WHAT NEEDS TO BE DONE
Reproduce each of the rows below verbatim, leaving every line unchanged.

Pointing dataset records:

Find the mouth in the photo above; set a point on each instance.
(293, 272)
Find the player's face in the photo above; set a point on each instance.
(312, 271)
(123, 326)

WRITTEN ANSWER
Find the mouth in the photo above; set a point on each instance.
(293, 272)
Find the player's face in the photo above; set a point on each instance.
(312, 271)
(123, 326)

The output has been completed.